▸ **Exercise prompt**
Transcribe every line of the material below word for word, omitting the pictures.

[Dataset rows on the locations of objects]

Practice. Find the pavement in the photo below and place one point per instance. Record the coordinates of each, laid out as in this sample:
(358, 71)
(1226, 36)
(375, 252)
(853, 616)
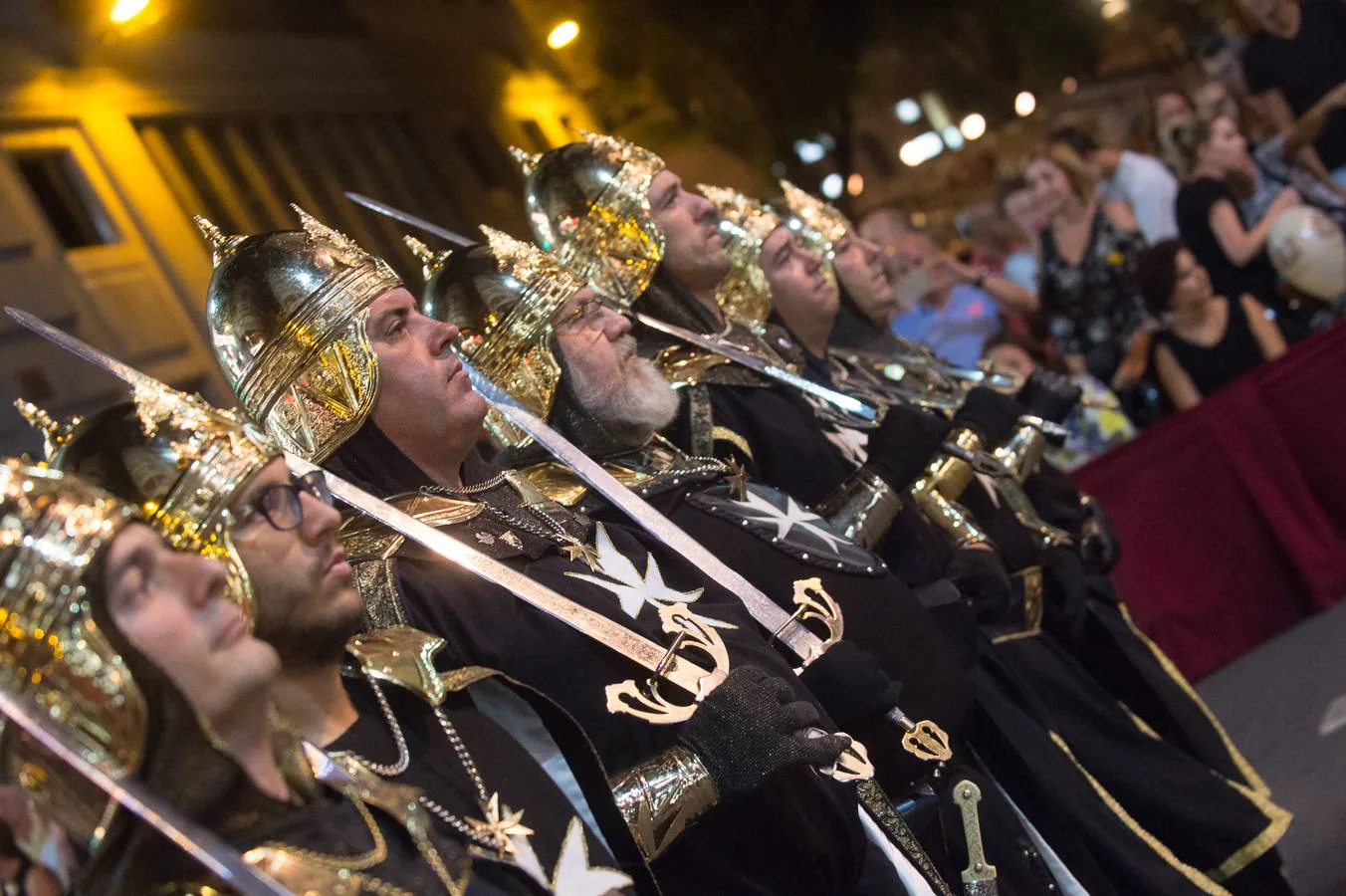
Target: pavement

▸ **Task output**
Practice. Find the pavement in the photo below and place one point per instance. Record the coordinates of each, laid out as in this sample:
(358, 71)
(1226, 36)
(375, 252)
(853, 616)
Target: pavement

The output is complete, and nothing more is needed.